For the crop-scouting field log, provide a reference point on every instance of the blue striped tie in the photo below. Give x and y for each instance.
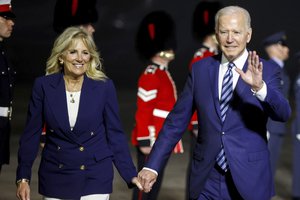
(226, 96)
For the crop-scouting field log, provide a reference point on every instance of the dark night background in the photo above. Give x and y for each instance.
(33, 36)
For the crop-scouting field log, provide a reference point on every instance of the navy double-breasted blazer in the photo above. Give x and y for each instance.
(243, 132)
(78, 162)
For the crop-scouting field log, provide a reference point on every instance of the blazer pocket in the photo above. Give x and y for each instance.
(256, 156)
(198, 153)
(102, 155)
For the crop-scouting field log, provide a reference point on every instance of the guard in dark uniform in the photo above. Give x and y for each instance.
(296, 137)
(278, 52)
(156, 94)
(81, 13)
(7, 75)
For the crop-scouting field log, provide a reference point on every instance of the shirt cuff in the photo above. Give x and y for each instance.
(262, 93)
(152, 170)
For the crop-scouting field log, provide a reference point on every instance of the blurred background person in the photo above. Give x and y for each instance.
(78, 103)
(7, 78)
(203, 29)
(296, 137)
(278, 52)
(82, 13)
(156, 95)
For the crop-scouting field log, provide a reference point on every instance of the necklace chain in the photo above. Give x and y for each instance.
(72, 98)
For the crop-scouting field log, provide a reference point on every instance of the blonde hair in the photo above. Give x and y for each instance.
(65, 41)
(229, 10)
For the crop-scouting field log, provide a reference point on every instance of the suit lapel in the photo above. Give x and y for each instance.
(87, 99)
(238, 91)
(58, 104)
(214, 79)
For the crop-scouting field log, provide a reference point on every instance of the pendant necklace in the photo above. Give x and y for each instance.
(72, 98)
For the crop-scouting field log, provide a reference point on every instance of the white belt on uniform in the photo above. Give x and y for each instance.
(5, 111)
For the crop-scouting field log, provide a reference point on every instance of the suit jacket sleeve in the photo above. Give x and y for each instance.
(29, 141)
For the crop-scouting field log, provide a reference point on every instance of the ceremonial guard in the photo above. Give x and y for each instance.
(296, 137)
(278, 52)
(7, 76)
(156, 94)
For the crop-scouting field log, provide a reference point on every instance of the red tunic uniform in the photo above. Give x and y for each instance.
(155, 98)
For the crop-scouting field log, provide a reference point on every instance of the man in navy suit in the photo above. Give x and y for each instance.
(278, 52)
(7, 79)
(238, 136)
(296, 136)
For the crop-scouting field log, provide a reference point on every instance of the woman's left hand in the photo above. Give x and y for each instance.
(137, 183)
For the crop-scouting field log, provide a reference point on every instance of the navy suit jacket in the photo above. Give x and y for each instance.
(79, 162)
(275, 127)
(243, 132)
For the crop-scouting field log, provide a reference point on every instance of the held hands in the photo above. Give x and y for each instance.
(147, 178)
(23, 191)
(253, 75)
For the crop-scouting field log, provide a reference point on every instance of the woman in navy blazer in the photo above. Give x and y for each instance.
(84, 133)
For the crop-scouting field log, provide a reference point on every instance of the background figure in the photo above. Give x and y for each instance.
(156, 95)
(85, 138)
(80, 13)
(278, 52)
(234, 94)
(6, 82)
(296, 137)
(203, 28)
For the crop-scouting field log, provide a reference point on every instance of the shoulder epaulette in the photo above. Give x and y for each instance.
(151, 69)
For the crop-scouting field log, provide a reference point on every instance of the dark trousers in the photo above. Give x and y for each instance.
(153, 194)
(4, 140)
(296, 167)
(219, 186)
(274, 144)
(191, 150)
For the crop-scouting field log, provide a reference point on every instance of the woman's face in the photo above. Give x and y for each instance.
(76, 59)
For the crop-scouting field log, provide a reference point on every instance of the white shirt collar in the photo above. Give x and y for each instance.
(239, 62)
(278, 61)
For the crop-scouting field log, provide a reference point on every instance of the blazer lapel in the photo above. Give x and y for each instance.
(238, 91)
(87, 99)
(214, 80)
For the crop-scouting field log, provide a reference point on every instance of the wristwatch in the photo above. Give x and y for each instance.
(23, 180)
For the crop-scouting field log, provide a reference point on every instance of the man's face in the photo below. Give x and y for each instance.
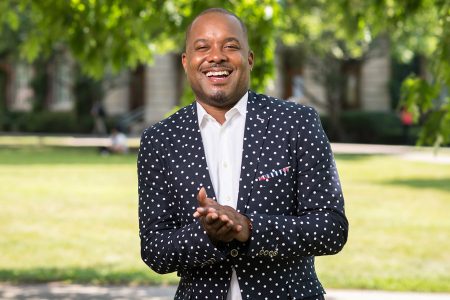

▶ [Work to complete]
Rewrite the listing from the line that contains "of the held" through the end of the listing, requests included, with every x and y coordinate in the answers multiplied by 2.6 and rounded to a whole number, halves rounding up. Leave out the pictures.

▶ [Answer to this exercise]
For the crop-scouting field log, provide a reference point on every instance of the held hands in the photo above. Give x and y for each instance.
(382, 463)
(60, 497)
(658, 195)
For the crop-scouting field log, provide a reference point on every instance of the woman in navy blazer in the photo above. Give x and y for each instance.
(218, 346)
For the crop-scouting field log, provide a reference point on every instance of the background figure in the photo above. Give x and y for each instance.
(406, 247)
(221, 359)
(208, 34)
(723, 135)
(608, 244)
(16, 213)
(770, 356)
(528, 73)
For the crop-scouting field log, provide a reference point on every instance of the shoulder epaulette in the photo above. Give x and y for each instance.
(393, 179)
For the crop-scouting field log, provide a reference point on every instance of the dark trousers in the photo above. Give x and y for each instance.
(398, 504)
(10, 364)
(770, 434)
(569, 484)
(712, 374)
(497, 390)
For the crop-scouting field log, provide a reference point on every instance of the woman's face in the photo above. Give x and y for each instance.
(198, 153)
For the crop-scouting field log, provide a reference point on every instance of the white shirt collar in the photo above. Give x and y for each instance.
(621, 161)
(723, 159)
For the crop-scouting field log, provide a reference point on every instance of the blazer lapel in the photo above. Give x and y for each instance.
(619, 237)
(226, 257)
(556, 208)
For the crop-scouting field log, provide a reference point on every instance of the wristwatch in the photo above. Give x and y for each instance.
(60, 468)
For the crop-scouting field log, provide a reference point on every instance of the man's face in the photo below. Give x and y for each instance.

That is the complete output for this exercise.